▶ **Actions to take**:
**1.** According to the profile of Julio Osorio, where did he complete the Fishery/Aquaculture technician course?
**2.** Please extract everything from "The main difference" down to "on their list." in the profile of Julio Osorio.

▶ **Text section**:
By Gina Forsyth
It was Marine Harvest Chile’s loss and Marine Harvest Canada’s gain when Chilean native Julio Osorio became Quality Management Plan Manager in December 2009 at the Port Hardy Processing Plant (PHPP) in Port Hardy, B.C., on northern Vancouver Island.
Julio’s job is monitoring and verifying all food safety, plant hygiene and sanitation protocols. He ensures that PHPP is in compliance with all regulations and that audit outcomes from a variety of agencies are consistently positive. These include the Canadian Food Inspection Agency (CFIA) and the US Food and Drug Administration (FDA) as well as HACCP (Hazardous Analysis Critical Control Point) and Best Aquaculture Practices (BAP). Julio also supervises two Quality Control Technicians and is in charge of the daily clean-up crew
“We recently had insurance reps on site. They’re the ones who insure the fish and after their full tour, on-site visit, they said our hygiene level is higher than hospitals,” said Julio, adding “that’s not the first time we’ve heard that”.
Julio, an only child, was born in Valparaíso, although his parents lived less than 75 miles away in Santiago, the capital of Chile. In 2000, after high school, he completed the Fishery/Aquaculture technician course at the University of Puerto Montt. The Chilean aquaculture industry is based in this city 650 miles south of Santiago. Before graduating, Julio worked part time in a lab that produced shellfish seeds and in a hatchery. He moved onto a processing plant at a company that became Stolt Sea Farm, later Marine Harvest.
In 2007, Marine Harvest Chile employees were given the opportunity to use their skills and knowledge elsewhere within the company. “Canada was first on my list,” explained Julio. “An opening like this doesn’t happen often and I wanted to take advantage of it,” he shared.
Julio and his wife Paola have two kids, a boy, seven, and a girl, four. The welcome they received as a family has been supportive and welcoming – “nothing but the best”. The move to Port Hardy has been “a life change for me,” Julio explained. “Our lifestyle and living conditions, including the weather, are quite similar to what we had in Chile,” said Julio. We lived in a somewhat isolated area and didn’t come from the big city, he added.
The main difference for Julio has been the high level of social interaction with his colleagues, both at work and outside the plant. “I talk to a huge variety of people every day,” Julio explained. “All these doors are open to everyone,” he added.
He mentions again how well the family was looked after when they arrived. The company promotes family time and having an extra day or here and there to visit a variety of places is overwhelmingly positive. “That doesn’t have a monetary value.” The Osorio family has been to Victoria several times – his son loves the Royal B.C. Museum. They have also explored Sointula, Quadra Island, Penticton in the Okanagan Valley, and Calgary, Alberta. Tofino is on their list.
Julio sums it up well when he says, “We made the right decision to come here”.

Lines from a dataset
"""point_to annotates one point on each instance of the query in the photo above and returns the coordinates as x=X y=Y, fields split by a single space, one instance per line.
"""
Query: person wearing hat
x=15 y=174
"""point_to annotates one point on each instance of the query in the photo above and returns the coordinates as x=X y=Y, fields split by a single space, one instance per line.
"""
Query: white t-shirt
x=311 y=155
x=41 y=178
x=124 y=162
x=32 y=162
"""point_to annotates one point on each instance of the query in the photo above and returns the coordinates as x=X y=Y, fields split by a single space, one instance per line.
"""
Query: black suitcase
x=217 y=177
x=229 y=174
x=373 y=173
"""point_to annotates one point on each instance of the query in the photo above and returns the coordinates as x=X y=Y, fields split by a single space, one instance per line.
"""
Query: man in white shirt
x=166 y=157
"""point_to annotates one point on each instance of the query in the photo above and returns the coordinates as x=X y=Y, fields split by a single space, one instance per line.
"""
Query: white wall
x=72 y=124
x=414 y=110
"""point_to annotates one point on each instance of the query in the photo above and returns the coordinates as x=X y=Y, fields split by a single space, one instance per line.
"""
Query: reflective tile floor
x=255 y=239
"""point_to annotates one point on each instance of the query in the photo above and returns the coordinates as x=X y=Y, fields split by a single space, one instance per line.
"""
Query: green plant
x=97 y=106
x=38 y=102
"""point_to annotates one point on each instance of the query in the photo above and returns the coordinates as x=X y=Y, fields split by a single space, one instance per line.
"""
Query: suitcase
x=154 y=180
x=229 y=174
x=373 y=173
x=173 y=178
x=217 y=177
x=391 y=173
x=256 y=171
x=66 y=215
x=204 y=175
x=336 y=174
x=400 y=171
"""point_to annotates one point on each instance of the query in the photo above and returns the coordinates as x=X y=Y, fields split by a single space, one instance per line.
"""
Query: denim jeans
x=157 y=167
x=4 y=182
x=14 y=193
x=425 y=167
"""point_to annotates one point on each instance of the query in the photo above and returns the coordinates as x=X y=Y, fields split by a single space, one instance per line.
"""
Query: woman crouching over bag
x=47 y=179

▶ **Answers for each item**:
**1.** At the University of Puerto Montt.

**2.**
The main difference for Julio has been the high level of social interaction with his colleagues, both at work and outside the plant. “I talk to a huge variety of people every day,” Julio explained. “All these doors are open to everyone,” he added.
He mentions again how well the family was looked after when they arrived. The company promotes family time and having an extra day or here and there to visit a variety of places is overwhelmingly positive. “That doesn’t have a monetary value.” The Osorio family has been to Victoria several times – his son loves the Royal B.C. Museum. They have also explored Sointula, Quadra Island, Penticton in the Okanagan Valley, and Calgary, Alberta. Tofino is on their list.